* [GIVEN TASK]
In your copy, leave out the pictures and repeat the entries below exactly.

* [DATA SECTION]
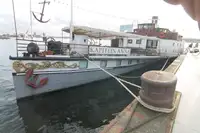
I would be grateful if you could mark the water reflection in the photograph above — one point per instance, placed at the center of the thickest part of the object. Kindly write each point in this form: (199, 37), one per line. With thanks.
(82, 109)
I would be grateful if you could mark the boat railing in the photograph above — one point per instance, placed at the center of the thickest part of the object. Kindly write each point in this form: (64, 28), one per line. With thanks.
(73, 49)
(23, 43)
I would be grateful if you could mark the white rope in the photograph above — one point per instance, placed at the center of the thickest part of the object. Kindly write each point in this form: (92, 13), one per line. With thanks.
(164, 110)
(165, 64)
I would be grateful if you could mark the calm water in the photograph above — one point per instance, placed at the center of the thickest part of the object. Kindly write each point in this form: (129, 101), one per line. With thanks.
(80, 109)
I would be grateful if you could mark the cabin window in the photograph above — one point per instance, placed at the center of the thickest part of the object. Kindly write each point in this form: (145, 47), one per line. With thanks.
(118, 63)
(83, 64)
(152, 43)
(149, 43)
(130, 41)
(129, 62)
(138, 41)
(155, 42)
(103, 63)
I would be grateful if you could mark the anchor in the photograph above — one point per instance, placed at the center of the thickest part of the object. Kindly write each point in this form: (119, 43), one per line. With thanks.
(42, 13)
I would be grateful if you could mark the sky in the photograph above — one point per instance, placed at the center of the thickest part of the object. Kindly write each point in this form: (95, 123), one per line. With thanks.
(105, 14)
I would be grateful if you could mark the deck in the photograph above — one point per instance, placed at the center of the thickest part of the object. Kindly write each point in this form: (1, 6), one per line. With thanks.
(185, 119)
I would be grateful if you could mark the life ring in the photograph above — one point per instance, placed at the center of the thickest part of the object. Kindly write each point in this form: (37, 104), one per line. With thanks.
(31, 79)
(162, 35)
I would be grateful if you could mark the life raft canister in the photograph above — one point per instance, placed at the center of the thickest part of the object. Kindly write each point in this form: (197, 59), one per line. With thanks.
(31, 79)
(162, 35)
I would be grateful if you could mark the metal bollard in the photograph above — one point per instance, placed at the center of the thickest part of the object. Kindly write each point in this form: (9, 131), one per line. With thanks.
(158, 88)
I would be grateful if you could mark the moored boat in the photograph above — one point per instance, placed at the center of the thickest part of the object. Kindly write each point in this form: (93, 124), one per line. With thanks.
(53, 65)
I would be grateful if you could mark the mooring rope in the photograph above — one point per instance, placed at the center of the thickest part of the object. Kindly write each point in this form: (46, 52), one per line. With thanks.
(136, 77)
(164, 110)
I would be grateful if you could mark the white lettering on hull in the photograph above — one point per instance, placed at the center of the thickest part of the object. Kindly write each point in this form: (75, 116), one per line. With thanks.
(109, 51)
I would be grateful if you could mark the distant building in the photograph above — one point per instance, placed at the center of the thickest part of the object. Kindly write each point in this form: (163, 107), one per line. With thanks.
(126, 28)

* [ANSWER]
I would be grateful if you could mark the water reflection in the photograph above — one point per instance, placed at the center of the thickest part of the object. Kindly write each point in this form: (199, 37), one per line. With thanks.
(82, 109)
I would be grateful if you could mark the boat railing in the photograph above — one point per instance, placed at the center of the thickest part of the object. Kindly write each point in this form: (64, 28), one per line. With thanks.
(73, 49)
(23, 43)
I would be grateful if you could mark the white rope in the photograph above — one point per instance, placed at the center of the thickest part of the object. Kindly write each point in this form: (92, 13), one per line. With thanks.
(164, 110)
(165, 64)
I would be grateful if you could mark the calm water in the photograph above — one point per instance, placed at the center of the thickest part of the object. Kindly write each point in this form: (129, 101), one per line. With thanks.
(80, 109)
I would be grateful if you could mark the cabin window in the photograph above — one point per instance, placed at the center of the thickest part of the object. Kindly write each point in this form: (145, 47), one per line. With thanks.
(118, 63)
(83, 64)
(152, 43)
(149, 43)
(130, 41)
(129, 62)
(138, 41)
(155, 42)
(103, 63)
I would be grateful if you could mark the anchor in the photograph above — one point per instance, placed at the center of the thickest part of the object. Kindly write each point in this form: (119, 43), one per line. With thanks.
(42, 13)
I would be grateful if you could mark the sky in the photograph above — one point per instance, placed at the center of the thickest part of the object. Kindly write each point in this form: (95, 123), one per line. With thanks.
(105, 14)
I would be grateful if you could mark the deck in the photograph above — one point per instance, placed at the center of the thickest part of the object. Kindly write each point in this form: (1, 6), one per line. With thanks.
(185, 119)
I would be grateful if you could mark the life ring in the photograph above — one point per instance, placed at the center of the thickest part of the object. Kindly write each point in this form: (37, 104), one per line. With thanks.
(31, 79)
(162, 35)
I would be grateful if you could mark the life raft canister in the photograph above — one point per instance, placed at the center of the thickest part of the object. Kindly write each point in this form: (197, 59), one per line. With thanks.
(31, 79)
(162, 35)
I would be grateful if you could mark the metal bollard in the photograph above — one point per instance, placed at the center of the thickest part of the object. Kindly write each point in this form: (9, 131), one per line. With thanks.
(158, 88)
I would be grateful if you could mark the moored boat in the photograph above — one point per instance, placed at the center of the thickest part of the object. Kindly write each point in this form: (93, 124), one per line. With thanks.
(53, 65)
I would be grateful if you could mark the mooring rope in the photograph above — one point per instance, placed at the center of the thickest part of the object. Kindly write each point in this form: (46, 52), one per line. With thanks.
(136, 77)
(164, 110)
I would be grateful if you could mark the white lettering on hull in the photograph above — one point per instance, placed at the center of the thickest part of the object. Kindly write each point in this form: (75, 116), one per line. With thanks.
(109, 51)
I would be grateful if you could mark the distant building in the photograph above — one point per instance, placed at the center of the thickest part of the object. Kindly write each point in this form: (163, 107), one per line. With thanks.
(126, 28)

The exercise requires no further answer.